__RECORDS FOR PROCESSING__:
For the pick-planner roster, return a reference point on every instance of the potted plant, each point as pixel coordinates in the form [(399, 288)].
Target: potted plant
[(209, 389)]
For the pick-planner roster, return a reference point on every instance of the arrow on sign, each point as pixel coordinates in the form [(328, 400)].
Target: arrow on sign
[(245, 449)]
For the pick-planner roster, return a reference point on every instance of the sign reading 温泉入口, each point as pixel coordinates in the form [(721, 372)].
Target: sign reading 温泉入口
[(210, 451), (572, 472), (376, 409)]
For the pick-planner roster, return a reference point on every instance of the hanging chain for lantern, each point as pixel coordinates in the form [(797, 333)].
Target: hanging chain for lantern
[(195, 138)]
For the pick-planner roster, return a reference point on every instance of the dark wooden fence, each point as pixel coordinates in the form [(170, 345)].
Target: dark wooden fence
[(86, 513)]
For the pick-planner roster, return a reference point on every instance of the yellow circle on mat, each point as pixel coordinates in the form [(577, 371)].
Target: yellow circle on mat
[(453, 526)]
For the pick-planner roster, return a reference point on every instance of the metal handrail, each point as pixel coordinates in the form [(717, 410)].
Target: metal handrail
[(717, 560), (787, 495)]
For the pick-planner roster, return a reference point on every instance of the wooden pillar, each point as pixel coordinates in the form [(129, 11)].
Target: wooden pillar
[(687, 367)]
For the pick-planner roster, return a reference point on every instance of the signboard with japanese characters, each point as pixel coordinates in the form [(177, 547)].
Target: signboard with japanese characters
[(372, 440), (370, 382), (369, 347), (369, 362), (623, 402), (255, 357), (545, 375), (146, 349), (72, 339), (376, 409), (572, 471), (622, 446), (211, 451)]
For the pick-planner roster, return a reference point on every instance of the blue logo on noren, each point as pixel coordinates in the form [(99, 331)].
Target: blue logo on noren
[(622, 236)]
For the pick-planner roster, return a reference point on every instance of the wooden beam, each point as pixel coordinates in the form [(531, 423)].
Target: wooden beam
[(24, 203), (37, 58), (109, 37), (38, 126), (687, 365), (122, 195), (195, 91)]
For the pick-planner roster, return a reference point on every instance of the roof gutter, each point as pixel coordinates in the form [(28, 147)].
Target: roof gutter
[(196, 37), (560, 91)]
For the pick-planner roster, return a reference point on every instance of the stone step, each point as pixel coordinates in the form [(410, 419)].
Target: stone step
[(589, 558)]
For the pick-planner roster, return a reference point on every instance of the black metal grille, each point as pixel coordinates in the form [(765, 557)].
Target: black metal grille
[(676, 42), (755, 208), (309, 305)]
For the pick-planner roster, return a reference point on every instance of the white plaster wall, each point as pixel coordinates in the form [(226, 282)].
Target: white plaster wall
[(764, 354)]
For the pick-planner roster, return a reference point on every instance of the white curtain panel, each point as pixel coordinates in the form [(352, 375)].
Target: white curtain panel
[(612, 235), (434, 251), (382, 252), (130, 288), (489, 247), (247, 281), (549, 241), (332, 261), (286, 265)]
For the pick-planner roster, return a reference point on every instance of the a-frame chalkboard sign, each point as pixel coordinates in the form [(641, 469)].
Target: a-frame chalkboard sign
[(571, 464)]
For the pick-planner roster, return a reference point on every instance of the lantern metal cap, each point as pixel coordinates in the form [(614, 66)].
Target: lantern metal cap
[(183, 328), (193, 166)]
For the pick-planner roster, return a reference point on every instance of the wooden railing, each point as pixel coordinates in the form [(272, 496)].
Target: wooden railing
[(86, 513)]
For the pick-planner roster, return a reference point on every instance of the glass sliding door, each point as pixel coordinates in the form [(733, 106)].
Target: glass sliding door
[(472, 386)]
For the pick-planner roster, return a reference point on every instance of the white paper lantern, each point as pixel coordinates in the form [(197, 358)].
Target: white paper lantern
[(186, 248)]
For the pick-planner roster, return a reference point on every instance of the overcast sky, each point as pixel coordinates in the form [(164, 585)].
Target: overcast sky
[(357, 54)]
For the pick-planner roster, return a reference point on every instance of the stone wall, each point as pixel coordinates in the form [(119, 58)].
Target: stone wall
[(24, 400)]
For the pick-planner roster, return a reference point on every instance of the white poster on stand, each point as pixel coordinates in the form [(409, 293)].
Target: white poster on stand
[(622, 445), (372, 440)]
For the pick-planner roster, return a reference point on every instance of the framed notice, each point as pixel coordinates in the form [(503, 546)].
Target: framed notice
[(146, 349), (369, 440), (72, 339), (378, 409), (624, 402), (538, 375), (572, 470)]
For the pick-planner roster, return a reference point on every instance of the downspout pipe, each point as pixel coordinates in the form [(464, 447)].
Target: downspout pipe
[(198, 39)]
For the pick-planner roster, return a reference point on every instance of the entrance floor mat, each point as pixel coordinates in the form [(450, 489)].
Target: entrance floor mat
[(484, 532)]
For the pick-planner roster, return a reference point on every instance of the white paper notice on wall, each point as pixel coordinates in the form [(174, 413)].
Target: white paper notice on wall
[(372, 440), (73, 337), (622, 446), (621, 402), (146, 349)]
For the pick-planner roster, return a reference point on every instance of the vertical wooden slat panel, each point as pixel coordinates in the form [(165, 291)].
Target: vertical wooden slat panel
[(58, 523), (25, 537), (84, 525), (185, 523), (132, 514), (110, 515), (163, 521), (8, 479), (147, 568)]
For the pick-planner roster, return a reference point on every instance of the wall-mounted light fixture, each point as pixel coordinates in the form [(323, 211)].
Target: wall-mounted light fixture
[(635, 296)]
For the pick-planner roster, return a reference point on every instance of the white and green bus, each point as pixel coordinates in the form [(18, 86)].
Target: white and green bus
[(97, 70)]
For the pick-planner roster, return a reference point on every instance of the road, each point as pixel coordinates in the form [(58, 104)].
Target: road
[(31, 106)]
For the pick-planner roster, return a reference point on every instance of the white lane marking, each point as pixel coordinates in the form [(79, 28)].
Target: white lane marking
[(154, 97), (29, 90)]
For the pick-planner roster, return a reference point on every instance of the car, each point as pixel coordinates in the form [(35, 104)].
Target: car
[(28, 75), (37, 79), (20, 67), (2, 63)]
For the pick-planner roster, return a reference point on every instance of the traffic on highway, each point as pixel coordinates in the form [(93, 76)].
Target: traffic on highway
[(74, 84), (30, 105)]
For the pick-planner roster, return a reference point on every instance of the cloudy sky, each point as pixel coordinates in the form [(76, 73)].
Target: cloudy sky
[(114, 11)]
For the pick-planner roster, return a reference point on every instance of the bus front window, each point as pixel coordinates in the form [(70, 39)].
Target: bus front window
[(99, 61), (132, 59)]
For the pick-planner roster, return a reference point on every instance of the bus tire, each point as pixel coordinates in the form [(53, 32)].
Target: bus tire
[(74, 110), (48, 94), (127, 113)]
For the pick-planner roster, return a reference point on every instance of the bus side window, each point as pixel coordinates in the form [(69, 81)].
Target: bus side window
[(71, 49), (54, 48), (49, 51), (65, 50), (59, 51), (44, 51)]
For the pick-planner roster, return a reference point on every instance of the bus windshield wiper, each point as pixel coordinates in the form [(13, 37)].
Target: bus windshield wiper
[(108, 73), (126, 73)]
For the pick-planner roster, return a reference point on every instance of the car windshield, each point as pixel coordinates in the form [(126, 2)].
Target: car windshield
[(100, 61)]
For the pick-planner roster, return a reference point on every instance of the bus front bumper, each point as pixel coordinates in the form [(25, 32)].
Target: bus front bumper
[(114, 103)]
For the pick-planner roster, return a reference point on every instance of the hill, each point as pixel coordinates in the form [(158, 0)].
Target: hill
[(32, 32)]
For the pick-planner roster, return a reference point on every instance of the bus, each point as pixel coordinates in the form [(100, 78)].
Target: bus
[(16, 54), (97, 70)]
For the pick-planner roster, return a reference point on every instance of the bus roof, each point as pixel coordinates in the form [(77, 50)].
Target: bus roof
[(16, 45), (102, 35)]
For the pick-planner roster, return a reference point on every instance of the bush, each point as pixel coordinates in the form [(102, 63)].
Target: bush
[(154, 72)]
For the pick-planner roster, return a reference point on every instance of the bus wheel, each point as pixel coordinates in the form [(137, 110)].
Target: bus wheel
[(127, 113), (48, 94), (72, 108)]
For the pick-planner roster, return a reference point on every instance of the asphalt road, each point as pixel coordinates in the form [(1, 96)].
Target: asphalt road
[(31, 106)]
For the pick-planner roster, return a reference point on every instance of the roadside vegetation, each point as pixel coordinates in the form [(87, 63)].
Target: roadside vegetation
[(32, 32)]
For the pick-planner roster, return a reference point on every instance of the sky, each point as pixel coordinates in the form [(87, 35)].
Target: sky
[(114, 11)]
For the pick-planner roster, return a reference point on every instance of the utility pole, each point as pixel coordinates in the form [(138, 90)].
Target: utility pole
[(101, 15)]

__WHAT THE TASK ASKS__: Return the lines of the items above as a JSON list of strings, one string per line and skipping blank lines, starting at the line that contains "form [(531, 423)]." and ending at the line that contains "[(764, 354)]", both included.

__PROBLEM SOLUTION__:
[
  "For the pick-planner roster, return a reference point on every instance of the wooden beam, each point as pixel coordinates in the form [(531, 423)].",
  "Target: wooden beam",
  "[(24, 203), (37, 58), (109, 37), (38, 126), (687, 365), (122, 195), (195, 91)]",
  "For the pick-planner roster, return a reference point on every instance of the roof gutter, each point as pixel coordinates in the form [(28, 147)].",
  "Target: roof gutter",
  "[(196, 37), (560, 91)]",
  "For the pick-planner roster, return a reference point on every instance of the stone step, each point as pixel coordinates in the form [(410, 419)].",
  "Target: stone step",
  "[(589, 558)]",
  "For the pick-planner roster, return a reference point on every instance of the black metal grille, each point as pixel coordinates in the form [(765, 557)].",
  "Target: black metal grille",
  "[(676, 42), (755, 208), (309, 305)]",
  "For the pick-planner roster, return a reference point on every instance of the white plaster wall, each point as pixel coordinates in the form [(226, 282)].",
  "Target: white plaster wall",
  "[(764, 354)]"
]